*Data excerpts*:
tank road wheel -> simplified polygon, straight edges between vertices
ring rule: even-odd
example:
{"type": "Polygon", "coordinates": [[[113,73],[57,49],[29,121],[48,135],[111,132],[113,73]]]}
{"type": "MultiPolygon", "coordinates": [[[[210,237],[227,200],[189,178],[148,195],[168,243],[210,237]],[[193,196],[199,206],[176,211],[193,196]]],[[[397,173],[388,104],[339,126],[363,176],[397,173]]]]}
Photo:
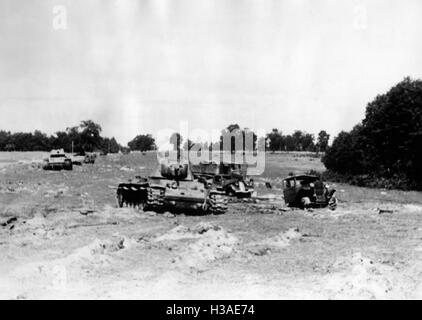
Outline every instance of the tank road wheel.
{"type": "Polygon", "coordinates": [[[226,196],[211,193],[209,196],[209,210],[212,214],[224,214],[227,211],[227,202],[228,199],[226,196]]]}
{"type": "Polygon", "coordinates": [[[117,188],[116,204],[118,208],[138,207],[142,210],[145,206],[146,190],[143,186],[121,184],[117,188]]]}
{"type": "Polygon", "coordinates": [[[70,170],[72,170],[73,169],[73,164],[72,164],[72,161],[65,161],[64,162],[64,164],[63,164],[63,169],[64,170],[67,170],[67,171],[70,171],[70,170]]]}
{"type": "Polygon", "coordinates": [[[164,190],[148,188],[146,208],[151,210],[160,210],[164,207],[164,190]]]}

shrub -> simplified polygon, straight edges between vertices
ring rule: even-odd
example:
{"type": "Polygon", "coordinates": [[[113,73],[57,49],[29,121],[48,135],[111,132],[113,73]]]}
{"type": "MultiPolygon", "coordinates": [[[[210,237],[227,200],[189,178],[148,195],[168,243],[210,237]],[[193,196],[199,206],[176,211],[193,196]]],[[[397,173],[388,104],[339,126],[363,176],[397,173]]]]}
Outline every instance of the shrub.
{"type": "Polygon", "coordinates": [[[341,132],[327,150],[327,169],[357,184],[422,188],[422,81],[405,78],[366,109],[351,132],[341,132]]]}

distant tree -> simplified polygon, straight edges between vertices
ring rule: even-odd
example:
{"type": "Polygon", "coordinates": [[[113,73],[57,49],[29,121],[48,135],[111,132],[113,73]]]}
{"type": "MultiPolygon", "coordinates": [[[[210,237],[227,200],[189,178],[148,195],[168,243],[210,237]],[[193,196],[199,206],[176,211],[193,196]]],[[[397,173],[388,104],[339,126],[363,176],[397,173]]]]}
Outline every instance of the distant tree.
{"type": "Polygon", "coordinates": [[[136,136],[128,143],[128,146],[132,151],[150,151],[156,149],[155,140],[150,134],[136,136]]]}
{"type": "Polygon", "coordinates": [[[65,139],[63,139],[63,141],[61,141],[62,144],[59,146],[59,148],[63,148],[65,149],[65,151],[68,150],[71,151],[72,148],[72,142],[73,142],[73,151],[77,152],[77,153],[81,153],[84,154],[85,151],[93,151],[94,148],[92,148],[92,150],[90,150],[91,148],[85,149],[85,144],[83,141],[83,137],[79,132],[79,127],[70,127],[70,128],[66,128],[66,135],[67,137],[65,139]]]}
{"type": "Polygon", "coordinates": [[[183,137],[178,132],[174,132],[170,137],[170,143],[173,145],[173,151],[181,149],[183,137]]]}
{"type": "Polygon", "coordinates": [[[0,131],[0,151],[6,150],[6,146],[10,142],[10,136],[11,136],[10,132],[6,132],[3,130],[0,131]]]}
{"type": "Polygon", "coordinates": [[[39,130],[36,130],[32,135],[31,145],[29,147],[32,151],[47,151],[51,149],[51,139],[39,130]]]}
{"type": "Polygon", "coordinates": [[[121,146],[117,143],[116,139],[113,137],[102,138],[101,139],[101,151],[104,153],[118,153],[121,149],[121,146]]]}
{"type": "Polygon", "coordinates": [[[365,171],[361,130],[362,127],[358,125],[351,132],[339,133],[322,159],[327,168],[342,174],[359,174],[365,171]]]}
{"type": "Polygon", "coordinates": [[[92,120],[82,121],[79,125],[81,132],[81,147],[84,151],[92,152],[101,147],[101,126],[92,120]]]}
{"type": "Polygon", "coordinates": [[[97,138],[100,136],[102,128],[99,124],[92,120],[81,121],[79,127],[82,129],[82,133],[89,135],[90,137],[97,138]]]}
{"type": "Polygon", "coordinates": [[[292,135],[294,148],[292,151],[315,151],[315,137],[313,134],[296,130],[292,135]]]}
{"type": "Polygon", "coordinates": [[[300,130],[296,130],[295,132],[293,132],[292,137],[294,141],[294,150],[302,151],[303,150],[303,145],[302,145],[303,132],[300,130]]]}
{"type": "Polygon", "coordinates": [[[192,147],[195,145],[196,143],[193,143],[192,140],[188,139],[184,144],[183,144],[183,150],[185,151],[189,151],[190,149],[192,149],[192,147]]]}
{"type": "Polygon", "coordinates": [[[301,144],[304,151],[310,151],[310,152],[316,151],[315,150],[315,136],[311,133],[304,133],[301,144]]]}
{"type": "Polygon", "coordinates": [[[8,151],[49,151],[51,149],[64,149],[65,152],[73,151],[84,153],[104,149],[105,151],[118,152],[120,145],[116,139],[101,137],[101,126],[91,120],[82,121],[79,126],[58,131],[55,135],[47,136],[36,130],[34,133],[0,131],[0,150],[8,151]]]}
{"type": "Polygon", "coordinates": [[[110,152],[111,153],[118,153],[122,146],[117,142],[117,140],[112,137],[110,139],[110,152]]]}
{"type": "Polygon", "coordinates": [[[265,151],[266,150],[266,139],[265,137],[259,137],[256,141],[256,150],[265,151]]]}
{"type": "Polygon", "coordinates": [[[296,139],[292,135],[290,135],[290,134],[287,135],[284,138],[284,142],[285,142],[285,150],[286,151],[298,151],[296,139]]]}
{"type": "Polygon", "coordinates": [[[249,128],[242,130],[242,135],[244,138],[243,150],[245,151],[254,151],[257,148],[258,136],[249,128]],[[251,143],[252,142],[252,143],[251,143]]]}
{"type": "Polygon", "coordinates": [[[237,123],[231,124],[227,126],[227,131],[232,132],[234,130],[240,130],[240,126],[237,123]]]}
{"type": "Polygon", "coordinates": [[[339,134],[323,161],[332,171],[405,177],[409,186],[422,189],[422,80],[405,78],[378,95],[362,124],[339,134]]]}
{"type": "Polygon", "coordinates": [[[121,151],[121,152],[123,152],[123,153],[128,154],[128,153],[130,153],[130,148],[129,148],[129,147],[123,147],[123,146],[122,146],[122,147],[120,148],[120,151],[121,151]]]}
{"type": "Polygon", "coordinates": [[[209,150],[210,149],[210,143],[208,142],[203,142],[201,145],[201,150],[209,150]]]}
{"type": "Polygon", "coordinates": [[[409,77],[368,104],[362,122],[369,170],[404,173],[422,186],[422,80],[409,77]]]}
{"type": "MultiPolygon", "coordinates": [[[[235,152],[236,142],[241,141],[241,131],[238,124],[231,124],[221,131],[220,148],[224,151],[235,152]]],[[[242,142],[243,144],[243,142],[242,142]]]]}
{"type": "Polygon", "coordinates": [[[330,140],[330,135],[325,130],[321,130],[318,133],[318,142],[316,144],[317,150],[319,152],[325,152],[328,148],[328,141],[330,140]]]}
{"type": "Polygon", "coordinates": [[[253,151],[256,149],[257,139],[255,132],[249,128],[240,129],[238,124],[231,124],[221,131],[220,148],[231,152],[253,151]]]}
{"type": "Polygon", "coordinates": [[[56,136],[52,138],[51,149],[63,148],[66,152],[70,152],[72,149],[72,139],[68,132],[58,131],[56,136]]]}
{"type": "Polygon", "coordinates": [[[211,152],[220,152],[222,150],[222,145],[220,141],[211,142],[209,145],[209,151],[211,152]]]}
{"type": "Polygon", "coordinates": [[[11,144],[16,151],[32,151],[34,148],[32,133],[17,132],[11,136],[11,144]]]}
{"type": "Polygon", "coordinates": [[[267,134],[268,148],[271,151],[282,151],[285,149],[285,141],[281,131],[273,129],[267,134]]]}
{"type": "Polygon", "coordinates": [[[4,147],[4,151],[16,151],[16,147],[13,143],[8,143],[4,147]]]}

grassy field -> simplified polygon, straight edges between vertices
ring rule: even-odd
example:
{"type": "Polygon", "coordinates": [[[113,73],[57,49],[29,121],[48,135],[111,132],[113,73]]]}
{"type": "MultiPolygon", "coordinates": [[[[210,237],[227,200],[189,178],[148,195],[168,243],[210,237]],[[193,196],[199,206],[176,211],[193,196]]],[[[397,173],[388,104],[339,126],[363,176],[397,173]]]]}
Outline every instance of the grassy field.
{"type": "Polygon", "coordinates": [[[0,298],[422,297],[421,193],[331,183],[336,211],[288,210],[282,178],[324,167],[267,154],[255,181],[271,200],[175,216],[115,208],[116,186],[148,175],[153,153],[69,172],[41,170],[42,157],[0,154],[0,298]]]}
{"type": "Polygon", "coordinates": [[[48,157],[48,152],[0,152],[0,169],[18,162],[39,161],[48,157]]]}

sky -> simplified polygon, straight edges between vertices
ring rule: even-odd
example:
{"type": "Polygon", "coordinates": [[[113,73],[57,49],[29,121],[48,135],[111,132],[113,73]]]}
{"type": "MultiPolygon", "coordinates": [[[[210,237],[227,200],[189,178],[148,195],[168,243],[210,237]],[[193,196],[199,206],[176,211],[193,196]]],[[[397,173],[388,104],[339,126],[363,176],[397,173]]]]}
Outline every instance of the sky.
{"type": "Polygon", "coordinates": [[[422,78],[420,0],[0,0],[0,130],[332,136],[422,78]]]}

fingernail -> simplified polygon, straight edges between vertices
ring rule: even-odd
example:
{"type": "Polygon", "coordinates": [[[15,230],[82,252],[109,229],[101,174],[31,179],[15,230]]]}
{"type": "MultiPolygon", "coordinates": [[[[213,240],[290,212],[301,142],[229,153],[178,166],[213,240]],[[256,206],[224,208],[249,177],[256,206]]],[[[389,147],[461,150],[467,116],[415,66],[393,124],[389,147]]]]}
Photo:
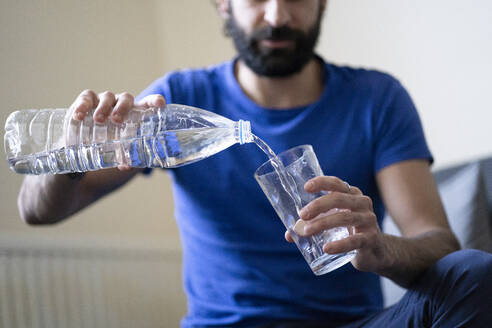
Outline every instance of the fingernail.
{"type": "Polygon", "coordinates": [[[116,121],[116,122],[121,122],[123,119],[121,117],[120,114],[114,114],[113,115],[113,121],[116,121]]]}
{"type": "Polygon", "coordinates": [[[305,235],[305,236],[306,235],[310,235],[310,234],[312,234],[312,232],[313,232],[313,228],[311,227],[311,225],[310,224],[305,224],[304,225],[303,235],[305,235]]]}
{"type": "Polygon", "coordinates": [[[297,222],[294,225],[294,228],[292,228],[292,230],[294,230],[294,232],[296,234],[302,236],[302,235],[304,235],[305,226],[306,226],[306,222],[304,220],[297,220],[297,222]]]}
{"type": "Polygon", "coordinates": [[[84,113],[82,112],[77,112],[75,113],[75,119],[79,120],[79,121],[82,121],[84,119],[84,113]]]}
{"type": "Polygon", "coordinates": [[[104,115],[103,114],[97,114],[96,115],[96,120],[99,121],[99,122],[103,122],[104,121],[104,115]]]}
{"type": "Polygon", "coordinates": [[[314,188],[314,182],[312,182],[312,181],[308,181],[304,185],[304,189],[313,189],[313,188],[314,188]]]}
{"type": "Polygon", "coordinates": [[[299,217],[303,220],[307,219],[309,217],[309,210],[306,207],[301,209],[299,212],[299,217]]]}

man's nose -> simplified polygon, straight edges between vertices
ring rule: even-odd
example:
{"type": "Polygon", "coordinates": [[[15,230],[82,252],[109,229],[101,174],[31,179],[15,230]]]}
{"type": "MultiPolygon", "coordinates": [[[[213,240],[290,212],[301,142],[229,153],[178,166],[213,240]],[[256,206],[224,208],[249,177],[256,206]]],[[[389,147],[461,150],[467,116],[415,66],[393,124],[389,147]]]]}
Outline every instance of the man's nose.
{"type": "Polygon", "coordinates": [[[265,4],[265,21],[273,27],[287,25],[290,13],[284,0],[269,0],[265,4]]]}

*Exercise details*: Return a copy of every line in the records that includes the string "simplified".

*Answer*:
tank road wheel -> simplified polygon, straight edges between vertices
shrub -> simplified polygon, straight edges between vertices
distant tree -> simplified polygon, straight edges between vertices
grassy field -> simplified polygon, straight edges between vertices
sky -> simplified polygon, straight edges between vertices
fingernail -> simplified polygon, straight edges between vertices
man's nose -> simplified polygon, straight edges between vertices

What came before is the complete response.